* **TEXTO MOSTRADO**:
──────────

Darío Ramírez
09/08/2012 - 2:31 am
La batalla de Lydia
Desde el primer día me dio su confianza. La primera discusión que tuvimos fue sobre el papel de la prensa en México y su cercanía al poder político. Corría el año 2008 y el deterioro de la libertad de prensa por la violencia ya era evidente. El intercambio de opiniones con ella siempre ha sido […]
Desde el primer día me dio su confianza. La primera discusión que tuvimos fue sobre el papel de la prensa en México y su cercanía al poder político. Corría el año 2008 y el deterioro de la libertad de prensa por la violencia ya era evidente. El intercambio de opiniones con ella siempre ha sido franco, que no es lo mismo que convenenciero o acomodadizo. Dialogar con ella implica argumentar, razonar, alejarse de la conveniente superficialidad para intentar descubrir el por qué de las cosas. Su talante se reconoce en pocas personas. Conforme la vas conociendo logras detectar emociones bien resguardadas tras un semblante serio pero amable.
Recuerdo el momento en que la Suprema Corte de Justicia de la Nación desechó su caso al afirmar que no había habido violaciones graves a sus derechos humanos a pesar de la clara y abundante evidencia. Una corte dividida, a favor: Juan Silva Mesa, José Ramón Cossio, Genaro Góngora Pimentel, José de Jesús Gudiño Pelayo. En contra: Sergio Aguirre Anguiano, Mariano Azuela, Margarita Luna Ramos, Olga Sánchez Cordero, Guillermo Ortiz y Sergio Valls. El máximo tribunal dejó en completa indefensión a la periodista y defensora Lydia Cacho. Los titulares de la prensa tras el fallo afirmaban que la impunidad en nuestro país alcanzaba un nuevo record. La historia de Lydia seguía alimentando nuestro evidente escepticismo que en México hay acceso a la justicia.
Lydia Cacho ha transitado por el castillo de Kafka de la impunidad. El caso de Lydia es eso, “el caso”. Atacada por gobernadores, procuradores, periodistas, políticos, senadores, diputados, ministerios públicos, fiscales y una lista interminable de personajes siniestros. Y a pesar de ello, sigue con vida, sigue escribiendo, sigue defendiendo mujeres víctimas de trata y de violencia. La incomodidad que genera por su trabajo no es fortuita. Es resultado del trabajo acucioso que hace y que toca fibras muy sensibles de los personajes que menciona constantemente en sus textos. Si su trabajo fuera deficiente, como es el de muchos colegas periodistas, simplemente no tendría ninguna repercusión y menos una repercusión en su integridad física y su vida.
Una noche de sábado su voz estaba al teléfono. Pocas veces llama, prefiere otras vías de comunicación. “Darío otra vez, otra vez chingados…” Al momento sabía que algo no andaba bien. De hecho lo supe desde que su número apareció en mi teléfono. Me describió muy brevemente con voz entrecortada las nuevas amenazas que había sufrido. El modo, el tiempo, el contenido de la amenaza, según ella, le advertía otra vez que estaban al asecho. Su descripción provocó un recorrido frío por mi cuerpo. Únicamente logré extenderle mi solidaridad. Sé que no era nada, pero en ese momento de sábado era lo único que podía ofrecerle.

──────────

* **MATERIAL DEL EJERCICIO**:
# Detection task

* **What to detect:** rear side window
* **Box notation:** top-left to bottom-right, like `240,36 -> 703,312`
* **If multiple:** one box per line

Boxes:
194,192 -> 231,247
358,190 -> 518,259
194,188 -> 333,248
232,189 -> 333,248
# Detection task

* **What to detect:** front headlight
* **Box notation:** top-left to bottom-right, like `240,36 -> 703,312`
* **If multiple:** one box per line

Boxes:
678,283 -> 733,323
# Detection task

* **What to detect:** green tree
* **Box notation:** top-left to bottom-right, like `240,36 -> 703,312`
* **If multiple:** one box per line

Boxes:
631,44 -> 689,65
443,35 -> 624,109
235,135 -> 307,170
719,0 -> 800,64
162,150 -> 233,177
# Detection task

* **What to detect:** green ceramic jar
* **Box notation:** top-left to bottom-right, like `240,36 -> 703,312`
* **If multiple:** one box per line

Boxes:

──────────

* **EJERCICIO PROPUESTO A**:
¿Puedes reescribir todas las filas del material reemplazando "Detection task" por "Object detection task" y dejando todo lo demás igual?
* **EJERCICIO PROPUESTO B**:
¿Podrías seguir escribiendo el texto sobre Lydia Cacho a partir de su última oración?

* **RESPUESTA AL EJERCICIO A**:
# Object detection task

* **What to detect:** rear side window
* **Box notation:** top-left to bottom-right, like `240,36 -> 703,312`
* **If multiple:** one box per line

Boxes:
194,192 -> 231,247
358,190 -> 518,259
194,188 -> 333,248
232,189 -> 333,248
# Object detection task

* **What to detect:** front headlight
* **Box notation:** top-left to bottom-right, like `240,36 -> 703,312`
* **If multiple:** one box per line

Boxes:
678,283 -> 733,323
# Object detection task

* **What to detect:** green tree
* **Box notation:** top-left to bottom-right, like `240,36 -> 703,312`
* **If multiple:** one box per line

Boxes:
631,44 -> 689,65
443,35 -> 624,109
235,135 -> 307,170
719,0 -> 800,64
162,150 -> 233,177
# Object detection task

* **What to detect:** green ceramic jar
* **Box notation:** top-left to bottom-right, like `240,36 -> 703,312`
* **If multiple:** one box per line

Boxes:

* **RESPUESTA AL EJERCICIO B**:
Desde hace años hemos trabajado juntos en diversos proyectos de periodismo y libertad de expresión. He sido testigo de las artimañas jurídicas más ramplonas para atacarla. He escuchado cómo personas ignorantes de su situación piensan que Lydia lucra con su persecución. ¡Vaya sandez! Aquellos que lo afirman únicamente muestra pequeñez en su pensamiento. Ojalá jamás pasen por lo que ha tenido que pasar Lydia durante muchos años.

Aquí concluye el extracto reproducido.